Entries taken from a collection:
----
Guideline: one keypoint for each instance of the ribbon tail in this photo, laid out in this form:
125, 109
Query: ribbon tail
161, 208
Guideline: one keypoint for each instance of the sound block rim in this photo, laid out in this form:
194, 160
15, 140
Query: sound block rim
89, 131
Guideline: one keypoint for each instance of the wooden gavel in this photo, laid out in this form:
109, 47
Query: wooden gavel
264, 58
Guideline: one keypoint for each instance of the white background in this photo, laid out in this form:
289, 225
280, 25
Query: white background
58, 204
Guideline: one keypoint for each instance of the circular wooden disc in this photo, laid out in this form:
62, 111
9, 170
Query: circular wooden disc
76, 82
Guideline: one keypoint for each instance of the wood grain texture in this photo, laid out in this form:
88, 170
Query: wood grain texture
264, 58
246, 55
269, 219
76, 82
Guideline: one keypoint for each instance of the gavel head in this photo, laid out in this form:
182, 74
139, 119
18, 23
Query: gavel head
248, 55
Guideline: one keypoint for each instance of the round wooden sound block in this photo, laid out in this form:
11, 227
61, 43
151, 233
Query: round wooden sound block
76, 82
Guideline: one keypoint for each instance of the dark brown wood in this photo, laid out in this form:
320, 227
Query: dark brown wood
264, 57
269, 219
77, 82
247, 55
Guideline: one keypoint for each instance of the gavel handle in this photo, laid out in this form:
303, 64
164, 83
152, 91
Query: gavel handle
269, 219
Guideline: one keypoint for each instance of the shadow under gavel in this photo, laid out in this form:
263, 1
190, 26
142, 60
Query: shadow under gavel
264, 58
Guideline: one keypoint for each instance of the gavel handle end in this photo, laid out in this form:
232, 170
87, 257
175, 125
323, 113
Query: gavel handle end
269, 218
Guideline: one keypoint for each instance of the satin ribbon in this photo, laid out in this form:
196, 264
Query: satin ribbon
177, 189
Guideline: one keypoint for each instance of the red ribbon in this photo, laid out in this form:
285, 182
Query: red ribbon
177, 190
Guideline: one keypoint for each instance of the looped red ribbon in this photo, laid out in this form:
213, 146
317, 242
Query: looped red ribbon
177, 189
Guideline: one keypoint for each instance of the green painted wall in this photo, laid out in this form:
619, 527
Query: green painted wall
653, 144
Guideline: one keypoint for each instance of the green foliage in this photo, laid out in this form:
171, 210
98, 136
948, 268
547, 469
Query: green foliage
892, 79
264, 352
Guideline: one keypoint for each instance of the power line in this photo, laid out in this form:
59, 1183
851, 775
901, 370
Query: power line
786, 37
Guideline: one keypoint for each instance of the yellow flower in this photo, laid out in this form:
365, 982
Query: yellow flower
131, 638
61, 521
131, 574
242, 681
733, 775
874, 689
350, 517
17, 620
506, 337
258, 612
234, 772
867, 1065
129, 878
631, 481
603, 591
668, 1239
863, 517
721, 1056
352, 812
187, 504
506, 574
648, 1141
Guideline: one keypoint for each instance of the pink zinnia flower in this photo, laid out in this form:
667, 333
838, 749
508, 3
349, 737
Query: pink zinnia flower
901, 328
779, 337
----
**What you will do:** Reproduce all of the records exactly.

**Solved exercise:**
Guideline: one keypoint for each instance of the ribbon tail in this photo, laid out in this form:
125, 109
Query: ribbon tail
161, 208
Guideline: one keypoint for each instance of the sound block rim in this photo, laid out in this form:
194, 160
15, 140
Query: sound block rim
89, 131
Guideline: one keypoint for each instance of the wooden gavel in this photo, laid out in this form:
109, 47
Query: wooden gavel
264, 58
Guideline: one keypoint for each instance of the white background in this photo, laid out in this form:
289, 225
280, 25
Query: white background
58, 204
Guideline: one keypoint for each instance of the circular wooden disc in this photo, laid out in this form:
62, 111
9, 170
Query: circular wooden disc
76, 82
Guideline: one keypoint for each instance of the wood grain texture in this photo, laid out in this form:
88, 170
Query: wood grain texture
264, 58
246, 55
269, 219
76, 82
Guideline: one keypoint for each instance of the gavel head in this photo, laid out in this form:
182, 74
139, 119
18, 23
Query: gavel head
248, 55
Guideline: one keypoint for each instance of the round wooden sound block in this photo, laid out in this form:
11, 227
61, 43
151, 233
Query: round wooden sound block
76, 82
Guideline: one keypoint for each instance of the dark brown wood in this photo, laid out in this form:
320, 227
Query: dark brown wood
264, 57
269, 219
77, 82
247, 55
Guideline: one keypoint for each instance of the gavel handle in this photo, laid out in this form:
303, 64
164, 83
152, 91
Query: gavel handle
269, 219
Guideline: one keypoint for each instance of the shadow under gavel in this photo, laid out in this form:
263, 1
190, 26
142, 60
Query: shadow under gavel
264, 58
Guideline: one keypoint for each instance of the gavel handle end in this photo, laid out in this form:
232, 170
87, 257
175, 125
323, 113
Query: gavel handle end
269, 218
Guideline: one keypoint for each instance of the satin ribbon in this photo, laid out in this form:
196, 264
Query: satin ribbon
177, 189
Guideline: one keypoint for each instance of the red ribbon in this photo, laid out in this form:
285, 182
Query: red ribbon
177, 190
Guideline: one keypoint for each instance of the looped red ribbon in this photo, laid out in this form:
213, 146
317, 242
Query: looped red ribbon
177, 189
Guideline: one keypoint for each instance of the green painted wall in this photo, laid out in this form:
619, 527
Query: green painted wall
653, 144
Guideline: one keypoint for each instance of the green foliage in this photo, laid out in this form:
171, 210
98, 136
948, 268
547, 469
Query: green foliage
892, 79
264, 352
Guideline: one keypoint for each instance of the power line in this photo, laid out in this form:
59, 1183
851, 775
901, 370
Query: power line
786, 37
Guideline: one keypoint for each instance of the yellow flower in this photo, laid out in this form:
365, 982
Query: yellow flower
131, 638
61, 521
131, 574
242, 681
733, 775
874, 689
350, 517
17, 620
506, 337
258, 612
234, 772
867, 1065
129, 878
631, 481
603, 591
668, 1239
863, 517
721, 1056
352, 812
187, 504
506, 574
648, 1141
Guideline: one keypoint for each instance of the pink zinnia flower in this photo, laid out in this form:
667, 333
838, 749
508, 3
349, 737
Query: pink zinnia flower
901, 328
779, 337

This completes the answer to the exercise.